- **Enunciado**: Transcreva sem alterações, do texto sobre a mudança do STF e os créditos de IPI, o trecho que vai de "A mudança do" até "com base nela.".
━━━━━ Documento de origem
A mudança do STF e os créditos de IPI
Misabel Abreu M. Derzi e Igor Mauler Santiago
No dia 15 de fevereiro, o Supremo Tribunal Federal (STF) decidiu que não há direito a créditos de IPI na compra de produtos sujeitos à alíquota zero, no julgamento do Recurso Extraordinário nº 370.682, de Santa Catarina. Ao fazê-lo, mudou a sua posição anterior sobre o tema, firmada no Recurso Extraordinário nº 350.446, do Paraná. Tal posição era considerada firme pelo próprio tribunal, tanto que dezenas de recursos extraordinários foram julgados monocraticamente com base nela.
Durante décadas, à luz da Constituição Federal anterior, o Supremo garantiu aos contribuintes do IPI e do ICM os créditos por operações isentas. Tanto é assim que os Estados forçaram a aprovação da Emenda Constitucional nº 23, de 1983, que vedou o aproveitamento desses créditos no ICM, nada dizendo sobre o IPI, padrão que foi mantido pela Constituição Federal de 1988. Daí ter o Supremo reconhecido o direito aos créditos de IPI quanto aos produtos isentos no julgamento do Recurso Extraordinário nº 212.484, do Rio Grande do Sul, e sujeitos à alíquota zero (decisão acima referida).
De notar que vários contribuintes – confiando na definitividade da posição da corte – tomaram créditos por insumos sujeitos à alíquota zero, ainda que sem trânsito em julgado ou mesmo sem ajuizamento de uma ação própria.
━━━━━━━━━━
━━━━━ Material fornecido
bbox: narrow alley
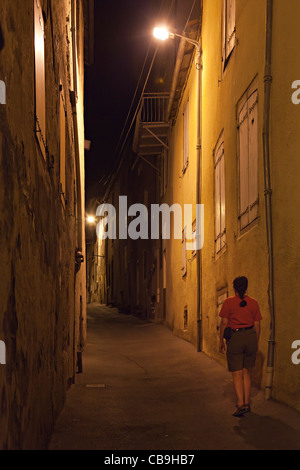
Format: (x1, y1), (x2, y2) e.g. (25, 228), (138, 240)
(49, 304), (300, 450)
(0, 0), (300, 454)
━━━━━━━━━━
- **Resposta**:
A mudança do STF e os créditos de IPI
Misabel Abreu M. Derzi e Igor Mauler Santiago
No dia 15 de fevereiro, o Supremo Tribunal Federal (STF) decidiu que não há direito a créditos de IPI na compra de produtos sujeitos à alíquota zero, no julgamento do Recurso Extraordinário nº 370.682, de Santa Catarina. Ao fazê-lo, mudou a sua posição anterior sobre o tema, firmada no Recurso Extraordinário nº 350.446, do Paraná. Tal posição era considerada firme pelo próprio tribunal, tanto que dezenas de recursos extraordinários foram julgados monocraticamente com base nela.